WORK INSTRUCTION 1: In the discussion questions about menopause, retype the passage between "2. What is the" and "away from reproduction?", inclusive.
WORK INSTRUCTION 2: Write what comes next in the discussion questions about menopause, picking up after their final sentence.

Start of TEXT SECTION

Discussion Questions

  1. As Susan Mattern points out in the Prologue to The Slow Moon Climbs, “Menopause only became a subject of medical interest in Europe in the eighteenth century.” Were you surprised to learn this? Did this fact make you more or less receptive to Mattern’s reframing of menopause and its role in human evolution?
  2. What is the other mammal where the females of the species have long post-reproductive lives? What do the comparison between this mammal and humans elucidate about menopause from an evolutionary biology perspective?
  3. What is the Grandmother Hypothesis? What is the strongest scientific evidence supporting it, and what questions still remain about it?
  4. In the opening to Chapter 5, Mattern writes, “In the modern period, non-reproduction has become critical to our future, and more people than ever are non-reproductive or post-reproductive; the energies liberated in this way have transformed our world.” What are some examples either cited in the book, or in your own life of the shifts that have happened a result of this human move away from reproduction?
  5. What do you make of Friedrich Engels’s theory that the rise of the nuclear family and monogamy for women is linked to the institution of property? Do you think the experiences of women in agrarian societies shaped modern ideas about menopause? If so, how so?

End of TEXT SECTION
Start of DATASET EXTRACT

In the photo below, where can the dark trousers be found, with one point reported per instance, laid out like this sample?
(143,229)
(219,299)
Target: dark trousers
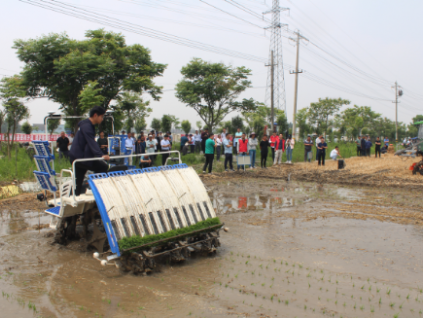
(197,146)
(306,155)
(263,161)
(81,169)
(64,153)
(164,157)
(228,158)
(218,152)
(321,157)
(209,162)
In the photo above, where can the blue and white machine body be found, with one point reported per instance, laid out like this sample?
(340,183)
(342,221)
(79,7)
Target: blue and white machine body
(149,201)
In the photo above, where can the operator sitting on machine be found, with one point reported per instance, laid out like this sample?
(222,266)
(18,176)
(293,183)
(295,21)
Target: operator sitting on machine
(85,146)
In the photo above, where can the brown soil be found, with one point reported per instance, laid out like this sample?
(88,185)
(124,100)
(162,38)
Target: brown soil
(389,171)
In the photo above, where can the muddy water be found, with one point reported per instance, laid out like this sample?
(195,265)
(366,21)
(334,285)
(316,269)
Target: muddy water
(291,251)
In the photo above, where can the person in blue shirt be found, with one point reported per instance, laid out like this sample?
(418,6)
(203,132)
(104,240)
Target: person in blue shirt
(321,151)
(85,146)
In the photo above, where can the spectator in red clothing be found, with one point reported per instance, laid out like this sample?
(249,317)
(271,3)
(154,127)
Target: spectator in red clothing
(279,149)
(242,147)
(272,142)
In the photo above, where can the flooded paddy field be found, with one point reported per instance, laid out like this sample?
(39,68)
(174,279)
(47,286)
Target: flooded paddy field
(292,250)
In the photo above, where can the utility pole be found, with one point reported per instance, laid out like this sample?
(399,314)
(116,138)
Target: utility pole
(296,72)
(397,93)
(275,49)
(272,73)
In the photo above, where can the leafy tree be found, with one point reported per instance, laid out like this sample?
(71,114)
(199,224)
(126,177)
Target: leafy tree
(354,119)
(156,124)
(26,128)
(186,126)
(166,123)
(211,89)
(320,112)
(52,125)
(62,69)
(412,129)
(14,111)
(133,106)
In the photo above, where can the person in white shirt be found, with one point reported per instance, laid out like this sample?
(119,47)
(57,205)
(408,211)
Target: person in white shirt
(334,154)
(197,141)
(72,135)
(318,141)
(166,146)
(129,148)
(218,143)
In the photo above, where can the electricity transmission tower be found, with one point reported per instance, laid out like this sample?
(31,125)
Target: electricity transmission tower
(279,100)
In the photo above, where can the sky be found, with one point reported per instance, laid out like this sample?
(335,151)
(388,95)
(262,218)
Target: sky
(354,49)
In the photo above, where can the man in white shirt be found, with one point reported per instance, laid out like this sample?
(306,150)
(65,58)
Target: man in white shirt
(72,135)
(129,147)
(197,140)
(334,154)
(150,147)
(318,141)
(166,146)
(134,141)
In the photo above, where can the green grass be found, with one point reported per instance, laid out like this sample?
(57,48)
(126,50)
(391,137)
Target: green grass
(133,241)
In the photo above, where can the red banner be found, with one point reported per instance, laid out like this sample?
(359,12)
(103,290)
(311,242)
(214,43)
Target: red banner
(28,138)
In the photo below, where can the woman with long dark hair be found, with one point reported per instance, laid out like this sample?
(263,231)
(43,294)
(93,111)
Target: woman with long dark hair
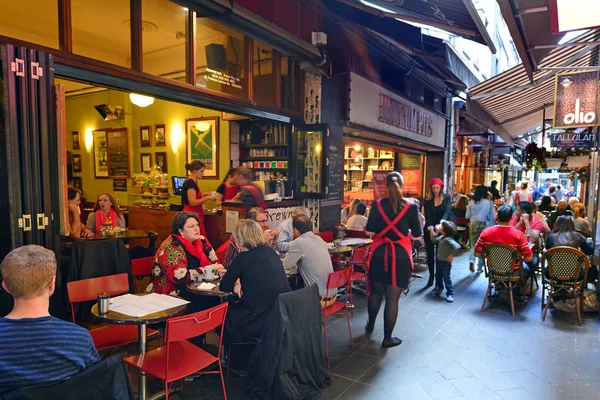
(437,207)
(395,223)
(480,214)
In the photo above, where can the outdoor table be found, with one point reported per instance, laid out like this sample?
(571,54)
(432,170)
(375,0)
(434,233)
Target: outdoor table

End of DATASET EXTRACT

EXERCISE ANSWER 1:
2. What is the other mammal where the females of the species have long post-reproductive lives? What do the comparison between this mammal and humans elucidate about menopause from an evolutionary biology perspective?
  3. What is the Grandmother Hypothesis? What is the strongest scientific evidence supporting it, and what questions still remain about it?
  4. In the opening to Chapter 5, Mattern writes, “In the modern period, non-reproduction has become critical to our future, and more people than ever are non-reproductive or post-reproductive; the energies liberated in this way have transformed our world.” What are some examples either cited in the book, or in your own life of the shifts that have happened a result of this human move away from reproduction?

EXERCISE ANSWER 2:
  6. Hot flashes are synonymous with the modern Western medical and cultural understanding of menopause. How does the history hot flashes, especially their association with plethora—or a buildup of excess blood—in the 1700s, complicate the scientific credibility of hot flashes as a menopausal symptom?
  7. What is the significance of distinguishing between menopause as a medical versus cultural syndrome? Can you think of other examples of cultural syndromes? After reading The Slow Moon Climbs, do you think menopause is more of a cultural or medical syndrome?

About the Author

Susan P. Mattern is Distinguished Research Professor of History at the University of Georgia. Her many books include The Prince of Medicine and Rome and the Enemy.